提示テキスト ▸
--------------------------------
誰かがコロナウイルスに感染してから、そのウイルスが体内で増殖し発熱や咳などの明確な症状を現すまでには2日から14日までの潜伏期間があるとされている。だからすでに確定された感染者に対してこれまで物理的に近い距離で接触した人は、感染していないかどうかを見極めるためしばらく経過を観察しなければならない。武漢から帰国した日本人の中にも、当初は無症状だったが中国を発ちしばらく時間の経った帰国後の検査で感染が確認されるケースが出ている。そしてその無症状の期間においても、感染者は他人を感染させる能力があると言われている。つまり体調が良好で普通の健康体に見える人が実は感染者で、その人から感染するという可能性がある。


ところで、上の記事には一箇所だけ不可解な記述がある。
--------------------------------
データセット ▸
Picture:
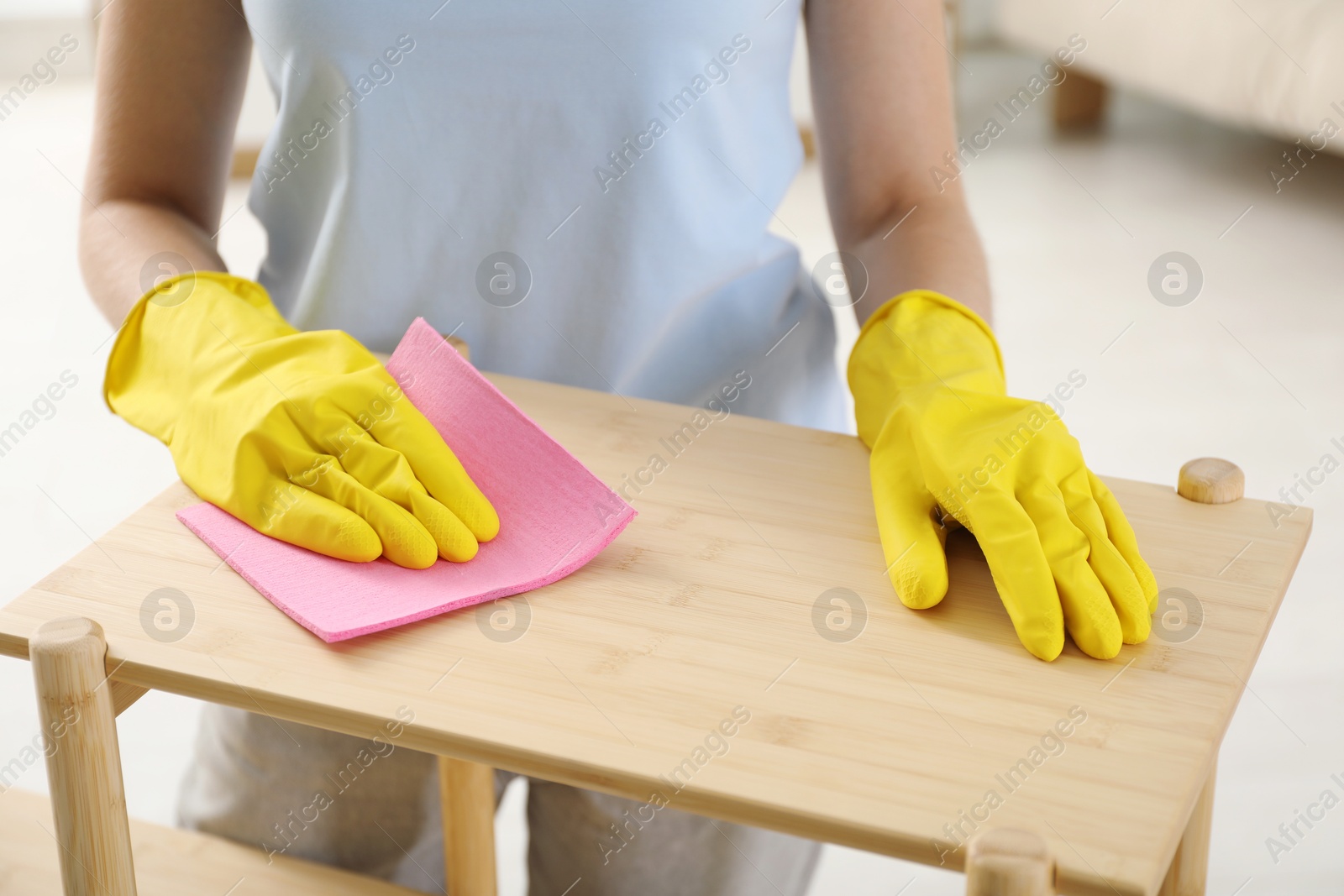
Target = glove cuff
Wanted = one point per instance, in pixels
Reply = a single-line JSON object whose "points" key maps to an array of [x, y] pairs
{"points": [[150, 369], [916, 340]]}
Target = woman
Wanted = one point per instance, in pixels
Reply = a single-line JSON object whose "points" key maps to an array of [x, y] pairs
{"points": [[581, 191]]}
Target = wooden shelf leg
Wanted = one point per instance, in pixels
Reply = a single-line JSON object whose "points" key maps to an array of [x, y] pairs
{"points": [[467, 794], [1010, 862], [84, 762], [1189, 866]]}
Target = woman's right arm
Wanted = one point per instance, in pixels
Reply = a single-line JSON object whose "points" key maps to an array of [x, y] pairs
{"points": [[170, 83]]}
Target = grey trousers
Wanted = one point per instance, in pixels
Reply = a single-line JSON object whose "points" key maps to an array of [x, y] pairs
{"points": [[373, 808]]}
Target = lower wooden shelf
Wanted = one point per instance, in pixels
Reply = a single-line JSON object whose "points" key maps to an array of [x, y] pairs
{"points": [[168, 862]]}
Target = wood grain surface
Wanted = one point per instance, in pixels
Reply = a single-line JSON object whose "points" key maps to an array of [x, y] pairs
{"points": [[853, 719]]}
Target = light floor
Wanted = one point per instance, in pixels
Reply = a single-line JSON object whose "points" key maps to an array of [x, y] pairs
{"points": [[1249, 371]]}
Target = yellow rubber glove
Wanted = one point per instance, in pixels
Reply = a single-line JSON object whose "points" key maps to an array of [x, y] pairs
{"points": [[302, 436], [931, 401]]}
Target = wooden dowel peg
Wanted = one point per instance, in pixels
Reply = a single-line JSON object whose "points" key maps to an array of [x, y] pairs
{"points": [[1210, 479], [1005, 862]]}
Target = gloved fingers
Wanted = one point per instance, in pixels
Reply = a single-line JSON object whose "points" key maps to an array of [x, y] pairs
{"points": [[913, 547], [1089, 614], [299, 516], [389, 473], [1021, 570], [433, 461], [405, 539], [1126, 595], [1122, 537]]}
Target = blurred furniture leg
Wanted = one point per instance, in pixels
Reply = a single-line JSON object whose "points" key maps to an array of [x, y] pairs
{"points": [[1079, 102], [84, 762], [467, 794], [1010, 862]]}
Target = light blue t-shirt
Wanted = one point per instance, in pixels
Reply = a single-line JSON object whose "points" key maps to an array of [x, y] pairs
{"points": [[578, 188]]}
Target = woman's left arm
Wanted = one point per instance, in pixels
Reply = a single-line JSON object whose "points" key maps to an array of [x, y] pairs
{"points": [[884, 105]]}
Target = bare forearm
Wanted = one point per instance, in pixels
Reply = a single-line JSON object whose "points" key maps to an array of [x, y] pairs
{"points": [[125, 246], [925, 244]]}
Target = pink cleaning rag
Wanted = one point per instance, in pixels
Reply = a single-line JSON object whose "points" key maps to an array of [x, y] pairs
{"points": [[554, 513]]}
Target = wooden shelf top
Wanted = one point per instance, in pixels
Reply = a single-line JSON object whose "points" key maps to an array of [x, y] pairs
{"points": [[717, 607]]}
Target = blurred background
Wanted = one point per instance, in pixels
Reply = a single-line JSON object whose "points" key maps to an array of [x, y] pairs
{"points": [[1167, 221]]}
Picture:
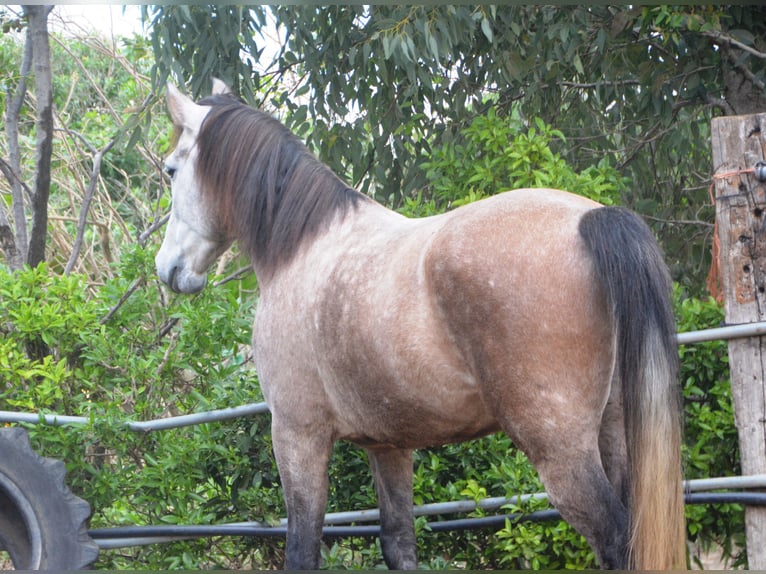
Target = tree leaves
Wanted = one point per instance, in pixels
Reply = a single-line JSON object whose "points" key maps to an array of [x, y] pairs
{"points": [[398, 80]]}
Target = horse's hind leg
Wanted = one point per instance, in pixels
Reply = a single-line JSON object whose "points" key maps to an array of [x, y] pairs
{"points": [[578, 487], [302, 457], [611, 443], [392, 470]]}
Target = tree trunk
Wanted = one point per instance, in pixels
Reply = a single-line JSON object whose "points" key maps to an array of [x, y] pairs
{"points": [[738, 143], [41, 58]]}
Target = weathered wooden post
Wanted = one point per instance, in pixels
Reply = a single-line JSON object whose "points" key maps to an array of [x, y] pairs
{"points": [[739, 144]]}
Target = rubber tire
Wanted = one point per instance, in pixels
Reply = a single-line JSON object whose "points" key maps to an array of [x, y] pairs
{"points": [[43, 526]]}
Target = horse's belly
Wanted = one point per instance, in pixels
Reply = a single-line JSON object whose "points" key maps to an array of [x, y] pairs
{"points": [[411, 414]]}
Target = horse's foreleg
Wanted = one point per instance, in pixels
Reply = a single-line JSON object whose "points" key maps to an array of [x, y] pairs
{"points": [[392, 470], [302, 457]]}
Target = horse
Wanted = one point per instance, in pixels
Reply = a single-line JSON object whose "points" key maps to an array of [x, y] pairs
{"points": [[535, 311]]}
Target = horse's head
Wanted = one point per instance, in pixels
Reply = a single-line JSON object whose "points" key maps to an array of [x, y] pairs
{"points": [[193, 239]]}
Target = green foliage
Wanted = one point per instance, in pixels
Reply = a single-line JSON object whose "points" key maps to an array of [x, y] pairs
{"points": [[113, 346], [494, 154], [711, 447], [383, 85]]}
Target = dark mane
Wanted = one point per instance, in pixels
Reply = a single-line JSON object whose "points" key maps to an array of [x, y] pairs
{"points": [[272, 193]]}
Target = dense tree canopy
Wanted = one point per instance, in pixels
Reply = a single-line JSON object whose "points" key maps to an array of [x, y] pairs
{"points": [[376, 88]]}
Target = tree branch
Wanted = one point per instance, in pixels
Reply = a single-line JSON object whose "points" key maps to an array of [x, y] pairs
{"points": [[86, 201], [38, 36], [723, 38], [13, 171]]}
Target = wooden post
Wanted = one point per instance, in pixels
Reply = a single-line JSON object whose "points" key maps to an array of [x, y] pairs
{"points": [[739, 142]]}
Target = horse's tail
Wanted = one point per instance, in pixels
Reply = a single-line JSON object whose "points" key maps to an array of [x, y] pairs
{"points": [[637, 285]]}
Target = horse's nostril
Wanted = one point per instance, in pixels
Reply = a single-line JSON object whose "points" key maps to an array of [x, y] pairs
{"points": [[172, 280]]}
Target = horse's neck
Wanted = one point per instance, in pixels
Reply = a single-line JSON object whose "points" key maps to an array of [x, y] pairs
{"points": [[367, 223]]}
--------------------------------
課題 ▸
提示テキストについて、次の問いに答えよ。
1. 感染から明確な症状が現れるまでの潜伏期間は何日から何日とされているか。
2. 武漢から帰国した日本人の一部は、いつの検査で感染が確認されたか。
3. 無症状の期間の感染者について、何と言われているか。

解答 ▸
1. 2日から14日まで。
2. 中国を発ってしばらく時間の経った、帰国後の検査。
3. 他人を感染させる能力があると言われている。